Challenge: Copy out the records below with "photo" swapped for "image" everywhere, leaving the rest untouched and omitting the pictures.

◇ ◇ ◇

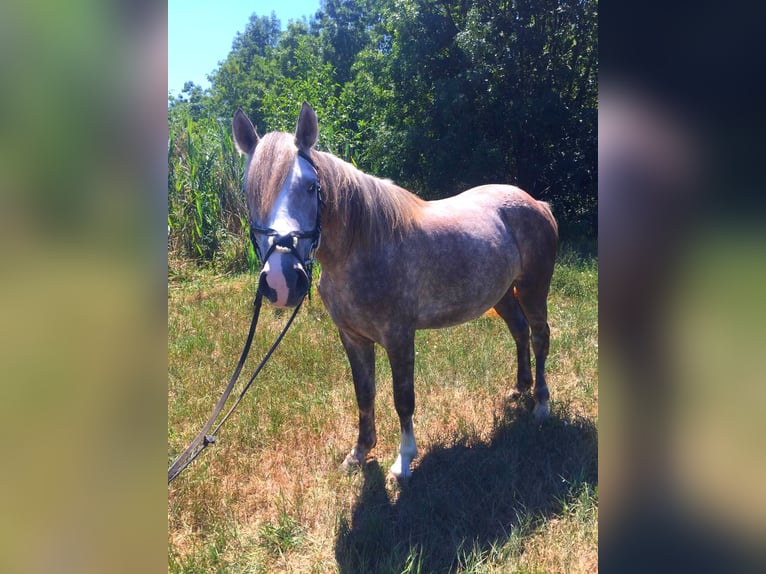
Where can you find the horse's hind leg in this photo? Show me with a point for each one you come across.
(533, 298)
(509, 309)
(361, 356)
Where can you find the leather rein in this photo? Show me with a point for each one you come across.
(287, 241)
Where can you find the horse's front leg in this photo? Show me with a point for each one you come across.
(401, 355)
(361, 356)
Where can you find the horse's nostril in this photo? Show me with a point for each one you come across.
(302, 280)
(266, 289)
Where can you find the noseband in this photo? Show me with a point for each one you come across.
(289, 241)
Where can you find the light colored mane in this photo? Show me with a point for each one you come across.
(370, 210)
(367, 210)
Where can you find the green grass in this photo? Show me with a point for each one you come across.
(492, 490)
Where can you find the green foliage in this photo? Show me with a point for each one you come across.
(437, 96)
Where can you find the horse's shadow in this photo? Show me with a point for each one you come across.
(469, 495)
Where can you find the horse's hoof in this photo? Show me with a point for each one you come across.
(352, 462)
(541, 411)
(400, 470)
(401, 482)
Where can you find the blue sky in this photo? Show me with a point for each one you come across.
(200, 32)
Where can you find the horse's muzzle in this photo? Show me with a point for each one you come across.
(283, 281)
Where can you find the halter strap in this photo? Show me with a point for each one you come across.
(289, 240)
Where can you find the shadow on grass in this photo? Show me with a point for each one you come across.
(469, 495)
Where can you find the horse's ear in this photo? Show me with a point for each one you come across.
(307, 130)
(245, 136)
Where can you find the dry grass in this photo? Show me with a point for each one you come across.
(492, 490)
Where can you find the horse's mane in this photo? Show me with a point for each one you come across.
(368, 210)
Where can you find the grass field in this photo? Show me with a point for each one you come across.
(492, 491)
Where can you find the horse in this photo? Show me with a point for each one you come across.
(393, 263)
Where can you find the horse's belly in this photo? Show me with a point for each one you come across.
(441, 312)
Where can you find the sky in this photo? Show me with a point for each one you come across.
(200, 32)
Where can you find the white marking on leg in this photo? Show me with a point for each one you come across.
(408, 450)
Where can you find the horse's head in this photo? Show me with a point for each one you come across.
(284, 199)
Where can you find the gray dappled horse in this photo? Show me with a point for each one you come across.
(392, 263)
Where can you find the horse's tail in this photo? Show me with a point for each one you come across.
(546, 208)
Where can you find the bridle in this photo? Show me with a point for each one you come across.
(289, 241)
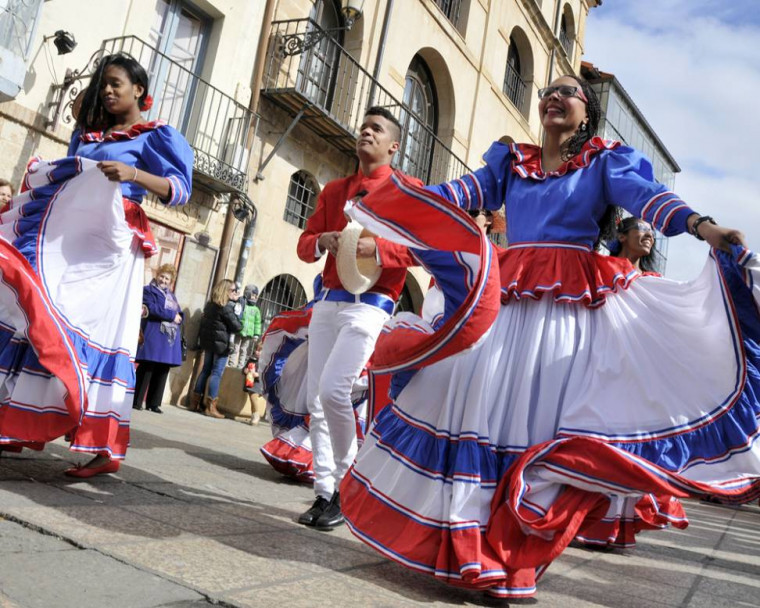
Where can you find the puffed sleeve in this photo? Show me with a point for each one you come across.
(74, 143)
(167, 154)
(629, 182)
(483, 188)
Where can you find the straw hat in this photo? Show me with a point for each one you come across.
(356, 274)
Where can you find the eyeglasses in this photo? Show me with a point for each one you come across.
(564, 91)
(640, 226)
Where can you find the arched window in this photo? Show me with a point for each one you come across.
(302, 196)
(319, 64)
(283, 292)
(419, 120)
(514, 85)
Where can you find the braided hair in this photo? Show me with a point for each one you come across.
(93, 114)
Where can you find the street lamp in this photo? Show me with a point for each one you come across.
(63, 41)
(295, 44)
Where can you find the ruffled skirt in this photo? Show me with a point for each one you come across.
(70, 296)
(582, 407)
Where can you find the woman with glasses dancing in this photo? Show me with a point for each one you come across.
(72, 258)
(564, 393)
(635, 241)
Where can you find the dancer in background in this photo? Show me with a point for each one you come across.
(635, 241)
(73, 250)
(578, 386)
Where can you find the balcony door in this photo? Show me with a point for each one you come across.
(179, 35)
(319, 64)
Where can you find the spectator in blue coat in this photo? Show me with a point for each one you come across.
(161, 347)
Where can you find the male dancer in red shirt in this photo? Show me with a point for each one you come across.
(344, 326)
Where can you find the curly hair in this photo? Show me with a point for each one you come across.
(92, 113)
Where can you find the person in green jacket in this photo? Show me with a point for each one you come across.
(249, 336)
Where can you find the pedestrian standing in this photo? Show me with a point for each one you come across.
(161, 348)
(219, 324)
(248, 339)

◇ ◇ ◇

Correct answer:
Where can you find the horse's hind leg in this image? Show me with a point for each one you come across.
(533, 298)
(509, 309)
(361, 356)
Where can you find the leather rein in this image? Show me with a point for each one you come across.
(287, 241)
Where can you find the horse's front leg in this image? Show me with a point for each one you come across.
(401, 355)
(361, 356)
Where can you find the horse's nostril in this image? Show me with a point for each one you come across.
(302, 280)
(266, 289)
Where can you find the noseband in this image? Show me with a point for each one you come across.
(289, 241)
Where can you find the light colored mane in this image? Show me with a point for each one you come across.
(370, 210)
(367, 210)
Where can you find the green grass in this image? Show me with a point for each one you come across.
(492, 490)
Where can you find the green foliage in this image? Show me with a point for each one you come across.
(437, 96)
Where can you find the horse's shadow in this image? Show me with a point for each one you come across.
(469, 495)
Where can you find the horse's hoof in this image? Show me with a point for each one you come across.
(352, 462)
(541, 411)
(400, 470)
(401, 482)
Where can you find the blue sky in this image? Show me with a point for each one you come across.
(200, 32)
Where can you find the horse's muzzle in this image? Show me with a point for each one you come across.
(283, 281)
Where can you find the halter strap in this image? Show me with a point for each one you come across.
(289, 240)
Where can you find the shadow on grass in this image? Show me with a point for each one you come across.
(469, 495)
Where can you find the horse's ear in this image? Show me with a point for each one you come across.
(307, 130)
(245, 136)
Where can you find the dry grass in this image? Show me with a point for each one you come across.
(492, 490)
Where can you find the horse's mane in this image? Show me with a point for each one you come across.
(368, 210)
Where can you find the grass field in this image? Show me with a point for each one you come across.
(492, 491)
Where can you find the horse in this image? Show me with a point for each one you come across.
(393, 263)
Where can you find the horse's belly in this image? Show me with a point for each one you come across.
(441, 312)
Where can you find the sky in this image? Show me with a point for each one you come across.
(200, 32)
Where can you find the white marking on leg in this image? Show me with a point for each one you come across.
(408, 450)
Where can you find the horse's head in this image? Show me with a point for each one you come across.
(284, 199)
Where can you find the gray dappled horse in this image? Show me with a point for each one you come across.
(392, 263)
Where can you find the horse's tail in this image? Show me with a point for each one you come across.
(546, 208)
Where can you find the bridle in this image? Show me with a point for each one you come across.
(289, 241)
Where can you find the puffed sleeve in this image? Show me with a point for each one you come across.
(74, 143)
(167, 154)
(629, 182)
(483, 188)
Where can you find the straw hat in this image? Show me with a point for each one you come across.
(356, 274)
Where can you find the eyeglasses in this image? Show me with a point for each one you come across.
(564, 91)
(640, 226)
Where can you find the arched window in this image? Show me with a point for each one you come across.
(302, 196)
(319, 64)
(283, 292)
(419, 120)
(514, 85)
Where can you find the braided hair in this image? Show me with a point for each one you come across.
(93, 114)
Where can you find the street lamp in this image? Show me with a point for each one you come across.
(63, 41)
(295, 44)
Where can you find the ruffled skirt in this image? Show me with a point for each one you come across.
(70, 296)
(582, 407)
Where can you find the woman with glasses dancing in this image? Show me with a point for each one you come across.
(72, 258)
(564, 393)
(635, 241)
Where can you find the dancer in background in this image? Show me with a point for each one you come across.
(635, 241)
(73, 250)
(578, 386)
Where can you find the balcony door in this image? Show me with a point for each one you come across.
(179, 35)
(319, 64)
Where can you find the spectator in blue coat in this image? Show me with a point for each one you come across.
(161, 347)
Where can you find the male dancer in red shirt in this image? Show me with a point for each one you come across.
(344, 326)
Where can you find the curly hair in this image? Show me with a point for each one you come across.
(92, 113)
Where can you find the person in green jacket in this image? Show me with a point for each one you come across.
(249, 336)
Where can you find the pedestrian standing in this image? Show me with a point for each one you come across.
(161, 348)
(219, 324)
(248, 339)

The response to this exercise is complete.